• _TASK DATA_:
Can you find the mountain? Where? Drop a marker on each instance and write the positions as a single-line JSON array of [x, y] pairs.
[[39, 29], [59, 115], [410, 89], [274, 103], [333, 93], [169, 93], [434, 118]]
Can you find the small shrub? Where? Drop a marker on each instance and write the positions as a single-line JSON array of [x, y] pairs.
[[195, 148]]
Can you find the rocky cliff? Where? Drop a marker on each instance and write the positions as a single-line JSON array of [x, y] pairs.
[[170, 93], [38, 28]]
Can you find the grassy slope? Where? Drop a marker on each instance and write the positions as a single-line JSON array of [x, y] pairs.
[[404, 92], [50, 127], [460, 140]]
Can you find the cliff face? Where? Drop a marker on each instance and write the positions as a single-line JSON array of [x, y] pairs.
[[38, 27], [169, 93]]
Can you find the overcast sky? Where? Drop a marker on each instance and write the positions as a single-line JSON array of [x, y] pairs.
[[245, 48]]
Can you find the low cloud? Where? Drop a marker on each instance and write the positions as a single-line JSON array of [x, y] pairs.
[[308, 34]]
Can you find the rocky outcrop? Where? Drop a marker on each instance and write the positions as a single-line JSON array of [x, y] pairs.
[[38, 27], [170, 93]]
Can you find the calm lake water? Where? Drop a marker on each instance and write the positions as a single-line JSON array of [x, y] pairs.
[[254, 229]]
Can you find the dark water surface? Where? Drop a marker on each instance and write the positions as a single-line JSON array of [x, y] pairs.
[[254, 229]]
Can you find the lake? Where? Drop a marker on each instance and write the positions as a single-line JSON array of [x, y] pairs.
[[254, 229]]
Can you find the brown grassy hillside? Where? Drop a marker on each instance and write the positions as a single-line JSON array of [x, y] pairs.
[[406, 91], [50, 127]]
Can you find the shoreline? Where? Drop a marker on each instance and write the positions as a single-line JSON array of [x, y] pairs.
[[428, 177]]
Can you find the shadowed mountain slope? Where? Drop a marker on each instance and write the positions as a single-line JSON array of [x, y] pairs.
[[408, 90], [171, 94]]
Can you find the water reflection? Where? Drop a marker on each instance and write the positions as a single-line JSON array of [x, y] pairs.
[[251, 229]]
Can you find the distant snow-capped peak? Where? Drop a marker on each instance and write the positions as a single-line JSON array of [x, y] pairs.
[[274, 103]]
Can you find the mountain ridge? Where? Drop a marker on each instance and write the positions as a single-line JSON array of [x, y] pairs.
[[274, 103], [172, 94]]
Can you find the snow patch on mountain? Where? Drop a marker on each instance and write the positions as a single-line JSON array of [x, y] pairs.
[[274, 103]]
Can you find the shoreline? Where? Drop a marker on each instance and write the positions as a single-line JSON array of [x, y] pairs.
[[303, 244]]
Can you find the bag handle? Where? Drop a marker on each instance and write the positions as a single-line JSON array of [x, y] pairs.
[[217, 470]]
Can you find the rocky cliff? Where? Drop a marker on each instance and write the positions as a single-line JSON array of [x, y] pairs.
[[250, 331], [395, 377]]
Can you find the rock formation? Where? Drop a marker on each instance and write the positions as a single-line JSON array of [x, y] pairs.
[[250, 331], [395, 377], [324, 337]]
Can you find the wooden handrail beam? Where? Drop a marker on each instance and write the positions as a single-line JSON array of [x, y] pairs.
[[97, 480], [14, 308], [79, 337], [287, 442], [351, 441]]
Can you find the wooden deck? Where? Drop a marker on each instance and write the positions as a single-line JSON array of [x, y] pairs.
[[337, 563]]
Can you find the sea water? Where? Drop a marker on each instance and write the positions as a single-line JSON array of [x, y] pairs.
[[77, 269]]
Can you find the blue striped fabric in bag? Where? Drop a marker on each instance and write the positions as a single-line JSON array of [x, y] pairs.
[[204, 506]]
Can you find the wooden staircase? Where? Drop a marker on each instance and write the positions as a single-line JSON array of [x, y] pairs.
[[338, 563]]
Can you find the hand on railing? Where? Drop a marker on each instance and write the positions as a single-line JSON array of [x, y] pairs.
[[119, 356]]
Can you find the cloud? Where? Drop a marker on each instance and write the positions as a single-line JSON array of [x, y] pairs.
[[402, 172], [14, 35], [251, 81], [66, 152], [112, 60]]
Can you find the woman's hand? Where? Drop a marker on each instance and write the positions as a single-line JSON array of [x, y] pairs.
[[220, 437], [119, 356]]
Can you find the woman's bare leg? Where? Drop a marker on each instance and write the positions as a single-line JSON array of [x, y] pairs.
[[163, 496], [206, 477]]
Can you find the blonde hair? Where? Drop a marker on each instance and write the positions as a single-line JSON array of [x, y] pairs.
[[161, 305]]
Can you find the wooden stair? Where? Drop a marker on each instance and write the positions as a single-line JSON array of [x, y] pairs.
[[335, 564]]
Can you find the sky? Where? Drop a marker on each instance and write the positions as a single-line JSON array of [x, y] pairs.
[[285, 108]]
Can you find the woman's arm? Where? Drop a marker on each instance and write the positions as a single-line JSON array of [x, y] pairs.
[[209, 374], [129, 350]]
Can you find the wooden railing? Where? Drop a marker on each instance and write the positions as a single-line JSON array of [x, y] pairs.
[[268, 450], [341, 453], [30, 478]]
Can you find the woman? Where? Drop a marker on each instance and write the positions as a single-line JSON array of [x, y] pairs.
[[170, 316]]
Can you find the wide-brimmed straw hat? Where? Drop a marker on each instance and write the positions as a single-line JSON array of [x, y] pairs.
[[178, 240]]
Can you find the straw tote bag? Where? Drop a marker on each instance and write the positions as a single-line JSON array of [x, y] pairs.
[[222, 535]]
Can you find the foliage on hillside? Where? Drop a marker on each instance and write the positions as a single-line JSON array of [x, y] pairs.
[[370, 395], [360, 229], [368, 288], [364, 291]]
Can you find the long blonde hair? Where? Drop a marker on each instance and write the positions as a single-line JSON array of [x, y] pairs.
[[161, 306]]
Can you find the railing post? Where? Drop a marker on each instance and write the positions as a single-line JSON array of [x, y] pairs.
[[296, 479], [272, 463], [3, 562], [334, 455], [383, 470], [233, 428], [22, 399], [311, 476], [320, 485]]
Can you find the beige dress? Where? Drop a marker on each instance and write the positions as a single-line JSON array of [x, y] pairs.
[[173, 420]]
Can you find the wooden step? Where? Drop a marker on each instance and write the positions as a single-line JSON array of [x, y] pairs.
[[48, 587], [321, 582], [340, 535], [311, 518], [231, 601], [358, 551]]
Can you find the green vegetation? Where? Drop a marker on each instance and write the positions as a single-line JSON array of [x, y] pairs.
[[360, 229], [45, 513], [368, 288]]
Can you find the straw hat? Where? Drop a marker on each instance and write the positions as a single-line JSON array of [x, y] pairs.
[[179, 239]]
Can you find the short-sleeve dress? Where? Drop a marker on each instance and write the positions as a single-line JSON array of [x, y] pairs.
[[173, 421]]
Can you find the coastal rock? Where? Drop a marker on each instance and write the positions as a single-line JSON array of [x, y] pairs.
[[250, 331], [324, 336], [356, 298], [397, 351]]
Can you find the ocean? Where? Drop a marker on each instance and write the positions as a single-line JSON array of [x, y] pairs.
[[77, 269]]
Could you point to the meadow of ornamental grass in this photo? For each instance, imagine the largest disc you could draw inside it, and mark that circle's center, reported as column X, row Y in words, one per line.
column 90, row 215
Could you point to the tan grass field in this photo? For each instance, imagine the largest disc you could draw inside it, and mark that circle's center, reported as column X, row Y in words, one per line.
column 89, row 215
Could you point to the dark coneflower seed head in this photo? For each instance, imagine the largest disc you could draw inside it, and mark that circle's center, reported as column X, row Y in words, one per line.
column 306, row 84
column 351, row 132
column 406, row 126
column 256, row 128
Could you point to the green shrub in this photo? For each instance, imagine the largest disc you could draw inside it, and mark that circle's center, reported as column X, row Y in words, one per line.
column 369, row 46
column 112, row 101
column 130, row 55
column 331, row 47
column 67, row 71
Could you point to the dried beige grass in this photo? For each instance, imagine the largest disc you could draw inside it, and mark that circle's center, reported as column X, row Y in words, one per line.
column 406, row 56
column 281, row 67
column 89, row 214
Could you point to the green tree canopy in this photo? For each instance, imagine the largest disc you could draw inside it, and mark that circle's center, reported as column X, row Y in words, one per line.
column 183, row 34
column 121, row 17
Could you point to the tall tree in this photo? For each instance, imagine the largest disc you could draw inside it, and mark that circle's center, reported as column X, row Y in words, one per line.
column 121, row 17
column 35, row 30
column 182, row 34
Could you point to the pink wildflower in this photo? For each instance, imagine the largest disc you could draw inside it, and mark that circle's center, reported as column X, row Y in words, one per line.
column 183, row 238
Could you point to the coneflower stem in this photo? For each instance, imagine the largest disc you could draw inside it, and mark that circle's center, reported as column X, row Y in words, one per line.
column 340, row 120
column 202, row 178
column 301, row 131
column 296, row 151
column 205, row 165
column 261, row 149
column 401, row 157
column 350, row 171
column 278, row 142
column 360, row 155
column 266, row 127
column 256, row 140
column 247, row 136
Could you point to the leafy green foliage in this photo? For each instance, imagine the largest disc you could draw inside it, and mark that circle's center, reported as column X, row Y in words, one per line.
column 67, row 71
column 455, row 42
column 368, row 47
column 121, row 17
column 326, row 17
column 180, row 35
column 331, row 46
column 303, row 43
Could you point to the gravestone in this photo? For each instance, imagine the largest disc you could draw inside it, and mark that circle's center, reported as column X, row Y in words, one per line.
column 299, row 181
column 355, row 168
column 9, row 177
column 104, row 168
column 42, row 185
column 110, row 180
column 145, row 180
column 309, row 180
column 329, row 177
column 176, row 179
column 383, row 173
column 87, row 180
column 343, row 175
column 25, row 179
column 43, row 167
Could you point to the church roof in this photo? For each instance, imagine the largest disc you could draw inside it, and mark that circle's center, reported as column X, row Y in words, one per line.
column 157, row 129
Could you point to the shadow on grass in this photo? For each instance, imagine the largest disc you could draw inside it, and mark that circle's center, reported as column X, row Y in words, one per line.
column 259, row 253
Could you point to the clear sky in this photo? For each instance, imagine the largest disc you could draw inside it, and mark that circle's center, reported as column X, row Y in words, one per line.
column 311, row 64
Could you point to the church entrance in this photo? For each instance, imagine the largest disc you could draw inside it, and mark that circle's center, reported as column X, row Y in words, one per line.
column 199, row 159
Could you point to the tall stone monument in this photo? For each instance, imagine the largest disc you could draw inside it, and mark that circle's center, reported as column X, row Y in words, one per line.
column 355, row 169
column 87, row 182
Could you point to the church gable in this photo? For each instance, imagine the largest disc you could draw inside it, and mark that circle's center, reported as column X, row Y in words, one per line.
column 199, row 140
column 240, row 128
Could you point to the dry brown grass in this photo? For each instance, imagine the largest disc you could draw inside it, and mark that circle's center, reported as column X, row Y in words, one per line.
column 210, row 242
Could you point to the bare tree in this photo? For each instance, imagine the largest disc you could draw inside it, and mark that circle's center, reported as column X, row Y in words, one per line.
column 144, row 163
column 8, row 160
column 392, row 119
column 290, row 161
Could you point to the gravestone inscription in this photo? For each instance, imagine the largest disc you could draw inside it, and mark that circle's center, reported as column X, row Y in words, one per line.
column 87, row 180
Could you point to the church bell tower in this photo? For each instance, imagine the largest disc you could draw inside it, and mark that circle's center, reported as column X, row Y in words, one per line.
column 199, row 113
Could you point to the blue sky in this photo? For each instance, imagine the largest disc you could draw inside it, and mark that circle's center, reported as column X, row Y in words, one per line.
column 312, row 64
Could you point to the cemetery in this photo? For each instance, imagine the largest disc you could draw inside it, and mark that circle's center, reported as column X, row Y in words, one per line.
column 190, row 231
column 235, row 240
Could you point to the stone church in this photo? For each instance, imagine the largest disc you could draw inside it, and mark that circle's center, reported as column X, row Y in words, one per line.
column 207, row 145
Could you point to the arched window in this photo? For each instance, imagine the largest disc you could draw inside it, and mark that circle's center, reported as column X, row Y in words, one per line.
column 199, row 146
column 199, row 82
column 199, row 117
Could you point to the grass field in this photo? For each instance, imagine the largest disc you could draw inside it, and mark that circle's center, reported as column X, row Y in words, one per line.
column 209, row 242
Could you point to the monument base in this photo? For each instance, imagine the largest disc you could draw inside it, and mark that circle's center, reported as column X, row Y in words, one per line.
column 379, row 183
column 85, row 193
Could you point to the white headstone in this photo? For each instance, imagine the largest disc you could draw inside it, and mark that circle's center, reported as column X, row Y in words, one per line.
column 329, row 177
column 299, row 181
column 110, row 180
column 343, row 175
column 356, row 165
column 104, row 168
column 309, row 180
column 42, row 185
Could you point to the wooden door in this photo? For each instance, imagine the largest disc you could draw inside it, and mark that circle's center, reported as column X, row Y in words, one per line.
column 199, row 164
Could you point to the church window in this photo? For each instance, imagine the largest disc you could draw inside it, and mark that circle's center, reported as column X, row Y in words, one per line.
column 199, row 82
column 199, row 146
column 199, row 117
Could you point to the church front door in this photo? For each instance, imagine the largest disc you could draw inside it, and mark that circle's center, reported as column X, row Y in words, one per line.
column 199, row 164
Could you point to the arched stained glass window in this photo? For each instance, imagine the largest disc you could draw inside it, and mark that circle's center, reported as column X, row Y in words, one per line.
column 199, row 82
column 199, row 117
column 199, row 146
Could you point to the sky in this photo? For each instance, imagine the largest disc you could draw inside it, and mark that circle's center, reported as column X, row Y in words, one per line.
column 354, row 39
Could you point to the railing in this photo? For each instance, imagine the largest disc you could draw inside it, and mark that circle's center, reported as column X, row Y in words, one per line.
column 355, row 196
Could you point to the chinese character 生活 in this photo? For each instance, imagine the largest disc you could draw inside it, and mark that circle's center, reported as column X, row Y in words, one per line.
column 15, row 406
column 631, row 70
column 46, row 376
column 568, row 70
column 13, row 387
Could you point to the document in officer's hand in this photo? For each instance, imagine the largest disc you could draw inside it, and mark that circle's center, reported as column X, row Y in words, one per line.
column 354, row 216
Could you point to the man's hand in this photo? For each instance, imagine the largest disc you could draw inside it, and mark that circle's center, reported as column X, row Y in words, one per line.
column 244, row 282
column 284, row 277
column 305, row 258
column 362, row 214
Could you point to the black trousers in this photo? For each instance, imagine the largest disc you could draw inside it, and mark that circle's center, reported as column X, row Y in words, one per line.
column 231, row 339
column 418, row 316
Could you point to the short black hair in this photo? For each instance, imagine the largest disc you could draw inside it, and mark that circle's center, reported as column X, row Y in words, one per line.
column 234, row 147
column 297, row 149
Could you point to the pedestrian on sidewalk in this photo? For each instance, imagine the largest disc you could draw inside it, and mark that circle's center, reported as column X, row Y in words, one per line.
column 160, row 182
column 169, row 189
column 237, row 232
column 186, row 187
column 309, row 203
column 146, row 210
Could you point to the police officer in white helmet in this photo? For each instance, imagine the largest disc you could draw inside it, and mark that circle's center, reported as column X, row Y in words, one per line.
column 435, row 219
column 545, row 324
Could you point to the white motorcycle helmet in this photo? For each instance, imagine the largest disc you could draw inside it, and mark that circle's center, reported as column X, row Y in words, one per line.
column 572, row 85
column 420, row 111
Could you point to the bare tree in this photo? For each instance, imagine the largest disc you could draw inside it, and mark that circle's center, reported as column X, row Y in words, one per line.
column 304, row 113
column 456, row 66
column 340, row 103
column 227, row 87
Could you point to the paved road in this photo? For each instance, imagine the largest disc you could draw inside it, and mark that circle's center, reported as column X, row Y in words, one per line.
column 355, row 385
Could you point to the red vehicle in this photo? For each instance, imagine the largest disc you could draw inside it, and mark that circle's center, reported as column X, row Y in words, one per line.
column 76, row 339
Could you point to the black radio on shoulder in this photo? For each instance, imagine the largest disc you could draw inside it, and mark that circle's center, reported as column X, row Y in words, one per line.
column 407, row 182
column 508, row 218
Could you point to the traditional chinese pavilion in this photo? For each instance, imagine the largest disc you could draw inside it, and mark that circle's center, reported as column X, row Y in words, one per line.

• _PROBLEM DETAILS_:
Beginning at the line with "Could you point to the black radio", write out each line exactly as it stands until the listing ends, and add nothing.

• _SOLUTION_:
Could you point to the black radio on shoulder in this photo? For each instance, imagine the largest disc you could draw inside it, and mark that circle's center, reported as column X, row Y in words, one per line.
column 407, row 182
column 508, row 218
Could you point to the traditional chinese pavilion in this photo? For each instance, imagine the largest disc you could draw inside it, and mark that circle's center, reported as column X, row Y in words, one per line.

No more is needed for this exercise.